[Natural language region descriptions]
== Segment start ==

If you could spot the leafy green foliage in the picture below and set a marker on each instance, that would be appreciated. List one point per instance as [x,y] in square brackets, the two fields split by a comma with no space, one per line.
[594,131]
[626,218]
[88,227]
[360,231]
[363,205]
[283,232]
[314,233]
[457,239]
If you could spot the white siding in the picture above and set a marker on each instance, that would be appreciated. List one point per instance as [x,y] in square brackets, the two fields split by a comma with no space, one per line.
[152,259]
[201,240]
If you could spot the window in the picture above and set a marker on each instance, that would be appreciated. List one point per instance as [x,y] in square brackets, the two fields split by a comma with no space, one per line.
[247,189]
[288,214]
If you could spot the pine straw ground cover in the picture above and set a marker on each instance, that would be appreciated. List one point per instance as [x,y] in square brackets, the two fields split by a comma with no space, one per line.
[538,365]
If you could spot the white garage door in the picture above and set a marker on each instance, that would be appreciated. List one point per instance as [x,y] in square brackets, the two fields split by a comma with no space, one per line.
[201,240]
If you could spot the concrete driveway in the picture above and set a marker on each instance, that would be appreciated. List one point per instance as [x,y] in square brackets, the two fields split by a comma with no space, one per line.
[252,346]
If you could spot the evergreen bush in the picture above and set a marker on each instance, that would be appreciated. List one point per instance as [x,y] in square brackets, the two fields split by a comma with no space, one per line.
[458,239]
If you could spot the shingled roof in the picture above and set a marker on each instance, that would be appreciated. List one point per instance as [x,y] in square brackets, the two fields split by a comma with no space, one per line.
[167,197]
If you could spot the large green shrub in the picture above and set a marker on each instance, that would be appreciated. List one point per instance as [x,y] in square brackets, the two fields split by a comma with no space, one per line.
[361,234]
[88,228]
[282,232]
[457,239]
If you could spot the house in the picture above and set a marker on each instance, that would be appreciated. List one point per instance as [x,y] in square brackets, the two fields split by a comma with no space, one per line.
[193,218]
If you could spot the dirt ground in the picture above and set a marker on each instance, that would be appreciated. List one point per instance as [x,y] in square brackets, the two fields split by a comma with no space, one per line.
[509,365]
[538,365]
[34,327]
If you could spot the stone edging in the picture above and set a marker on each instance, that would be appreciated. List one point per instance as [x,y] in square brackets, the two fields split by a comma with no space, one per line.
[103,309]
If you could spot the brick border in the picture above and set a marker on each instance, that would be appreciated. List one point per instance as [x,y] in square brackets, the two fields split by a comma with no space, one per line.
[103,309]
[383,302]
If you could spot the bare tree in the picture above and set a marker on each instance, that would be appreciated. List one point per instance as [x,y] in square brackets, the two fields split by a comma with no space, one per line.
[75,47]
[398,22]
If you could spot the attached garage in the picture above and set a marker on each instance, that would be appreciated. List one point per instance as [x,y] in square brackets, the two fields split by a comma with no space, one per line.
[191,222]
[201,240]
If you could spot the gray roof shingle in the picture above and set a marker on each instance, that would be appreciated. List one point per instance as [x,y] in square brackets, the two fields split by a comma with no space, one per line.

== Segment end ==

EXERCISE DETAILS
Copy each of the records above so that nothing differs from the original.

OUTPUT OF THE TASK
If you could spot the leafy green foliage in the picture below and set a marker on each instance, that would be appreciated. List one point per instance as [x,y] in square brackets, the two fields split by a comma with no space, one per line.
[594,131]
[626,218]
[88,227]
[360,231]
[363,205]
[283,232]
[314,233]
[457,239]
If you could spot the white siding in the picture above and set a marker on each instance, that would be appreciated. List one point per instance as [x,y] in square brackets, the two fields split by a comma with no space, one per line.
[152,259]
[201,240]
If you could spot the window in the picture above and set a marker on each instance, that would be appreciated. List one point per instance as [x,y] in square brackets, the two fields split by a comma with no space, one per line.
[247,189]
[288,214]
If you could spot the pine straw ground cover in the picture above and set a marker on each instance, that would be appreciated. List one point per instance as [x,y] in square brackets, the two fields split by a comma with no space, one per line.
[538,365]
If you could spot the white garage door in the picture above and set a marker on each instance, that would be appreciated. List one point per instance as [x,y] in square brackets, the two fields split by a comma with no space, one per line.
[201,240]
If you could spot the concrete driveway in the picture above and set a marker on each instance, that would be appreciated. List one point per instance as [x,y] in square brackets, the two fields split by a comma with no space, one per line.
[252,346]
If you could spot the evergreen bush in the picture above and set a marker on each instance, that would be appreciated. List one point per instance as [x,y] in square brackets, the two fields split by a comma with no space, one per line.
[458,239]
If you could spot the shingled roof in the picture above and set a marker on each instance, that would be appreciated. List one point per instance as [x,y] in square brackets, the two fields split by a comma with no space, one per line.
[167,197]
If you could spot the large green shrub in the picture above and set a marker on each instance, that would be appreciated. List one point per instance as [x,y] in square brackets, the two fields split by a comma with no space, one per line.
[361,234]
[88,228]
[282,232]
[457,239]
If you could spot the house in the picture above and set a marker on each instance, that would be appreciated. List one point per instance as [x,y] in square brackets, the two fields split by a comma with no space, one per line.
[193,218]
If you could spot the dirt ground in the picture above and set a marker on each instance, that would be appreciated. List one point per instance as [x,y] in square brackets, the two fields split by a comma with no space, one per line.
[509,365]
[538,365]
[34,327]
If you could spot the stone edging in the picture above and set a marker on each instance, that would be appreciated. List one point per instance as [x,y] in square brackets, the two fields split by a comma with no space, one per line.
[103,309]
If you could spot the brick border in the picture above and set a marker on each instance, that would be appreciated. List one point per instance as [x,y] in square brackets, the two fields split by a comma with no space, one per line.
[103,309]
[383,302]
If you could spot the bare tree in the picture above and set a marker on each instance, that would be appreciated. List one point per instance as [x,y] in square brackets, the two fields split by a comma with no space, one per line.
[75,47]
[398,22]
If you could spot the attached garage in the picture above and set a marker on each instance, that would be appreciated. List one point per instance as [x,y] in square brackets, the two fields split by a comma with no space, one per line.
[191,222]
[201,240]
If you could spot the gray roof shingle in the picture above and set a marker on each instance, that would be appreciated. List one point per instance as [x,y] in square brackets, the two fields split by a comma with no space, one per line.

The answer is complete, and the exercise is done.